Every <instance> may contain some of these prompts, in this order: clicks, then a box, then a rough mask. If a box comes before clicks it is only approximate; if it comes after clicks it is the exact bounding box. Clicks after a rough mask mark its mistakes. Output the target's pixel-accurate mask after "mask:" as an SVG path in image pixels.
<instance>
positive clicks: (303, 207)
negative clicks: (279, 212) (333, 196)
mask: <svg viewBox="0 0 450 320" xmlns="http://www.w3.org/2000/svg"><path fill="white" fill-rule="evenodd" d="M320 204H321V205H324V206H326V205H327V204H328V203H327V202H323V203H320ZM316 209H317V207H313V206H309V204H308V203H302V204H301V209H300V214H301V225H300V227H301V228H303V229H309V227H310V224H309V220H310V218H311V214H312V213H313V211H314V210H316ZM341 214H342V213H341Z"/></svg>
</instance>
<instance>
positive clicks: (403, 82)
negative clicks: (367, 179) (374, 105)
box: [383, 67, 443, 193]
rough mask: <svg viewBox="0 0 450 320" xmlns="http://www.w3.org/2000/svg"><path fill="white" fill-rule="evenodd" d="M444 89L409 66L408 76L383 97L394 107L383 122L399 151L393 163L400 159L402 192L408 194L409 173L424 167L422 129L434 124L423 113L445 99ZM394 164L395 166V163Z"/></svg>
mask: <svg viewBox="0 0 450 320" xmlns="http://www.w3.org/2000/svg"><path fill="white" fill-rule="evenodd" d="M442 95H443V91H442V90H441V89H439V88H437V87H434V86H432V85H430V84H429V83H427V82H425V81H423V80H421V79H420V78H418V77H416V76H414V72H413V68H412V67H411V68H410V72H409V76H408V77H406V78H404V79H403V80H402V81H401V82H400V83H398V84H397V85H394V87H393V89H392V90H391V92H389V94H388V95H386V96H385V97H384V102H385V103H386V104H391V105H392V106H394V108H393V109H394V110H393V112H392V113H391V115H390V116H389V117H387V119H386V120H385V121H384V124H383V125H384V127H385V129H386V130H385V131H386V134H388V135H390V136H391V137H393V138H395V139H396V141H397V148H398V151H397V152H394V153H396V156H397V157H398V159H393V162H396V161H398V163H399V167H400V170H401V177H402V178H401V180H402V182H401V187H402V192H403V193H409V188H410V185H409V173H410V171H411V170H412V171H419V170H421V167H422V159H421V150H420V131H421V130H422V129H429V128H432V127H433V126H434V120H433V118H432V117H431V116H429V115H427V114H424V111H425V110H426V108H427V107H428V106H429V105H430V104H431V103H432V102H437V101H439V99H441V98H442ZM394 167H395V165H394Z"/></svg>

About this task: Exactly and without omission, set down every entry.

Written response:
Every <instance> may contain some of these prompts, in this order: clicks, then a box, then a rough mask. If a box comes before clicks it is only approximate; if it comes after clicks it is the exact bounding box. Clicks after a rough mask mark its mistakes. Output the target's pixel-accurate mask after "mask:" as an SVG path in image pixels.
<instance>
positive clicks: (303, 207)
negative clicks: (279, 212) (333, 196)
mask: <svg viewBox="0 0 450 320" xmlns="http://www.w3.org/2000/svg"><path fill="white" fill-rule="evenodd" d="M320 204H321V205H324V206H326V205H327V204H328V203H327V202H323V203H320ZM316 209H317V207H313V206H309V204H308V203H302V204H301V209H300V214H301V225H300V227H301V228H303V229H309V227H310V224H309V220H310V218H311V214H312V213H313V211H314V210H316ZM341 214H342V213H341Z"/></svg>
</instance>
<instance>
positive clicks: (403, 82)
negative clicks: (367, 179) (374, 105)
box: [383, 67, 443, 193]
rough mask: <svg viewBox="0 0 450 320" xmlns="http://www.w3.org/2000/svg"><path fill="white" fill-rule="evenodd" d="M444 89L409 66L408 76L383 97L394 107L383 122L399 151L393 163L400 159L402 192L408 194L409 173L424 167L422 129L434 124L423 113L445 99ZM394 164L395 166V163Z"/></svg>
mask: <svg viewBox="0 0 450 320" xmlns="http://www.w3.org/2000/svg"><path fill="white" fill-rule="evenodd" d="M442 95H443V91H442V90H441V89H439V88H437V87H434V86H432V85H430V84H429V83H427V82H425V81H423V80H421V79H420V78H418V77H416V76H414V72H413V68H412V67H411V68H410V72H409V76H408V77H406V78H404V79H403V80H402V81H401V82H400V83H398V84H397V85H394V87H393V89H392V90H391V92H389V94H388V95H386V96H385V97H384V102H385V103H386V104H391V105H392V106H394V108H393V109H394V110H393V112H392V113H391V115H390V116H389V117H387V119H386V120H385V121H384V124H383V125H384V127H385V129H386V130H385V131H386V134H388V135H390V136H391V137H393V138H395V139H396V141H397V148H398V151H397V152H394V153H396V156H397V157H398V159H393V162H396V161H398V163H399V167H400V170H401V177H402V178H401V180H402V182H401V187H402V192H403V193H409V188H410V185H409V173H410V171H411V170H412V171H419V170H421V167H422V159H421V150H420V131H421V130H422V129H429V128H432V127H433V126H434V120H433V118H432V117H431V116H429V115H427V114H424V111H425V110H426V108H427V107H428V106H429V105H430V104H431V103H432V102H437V101H439V99H441V98H442ZM394 167H395V165H394Z"/></svg>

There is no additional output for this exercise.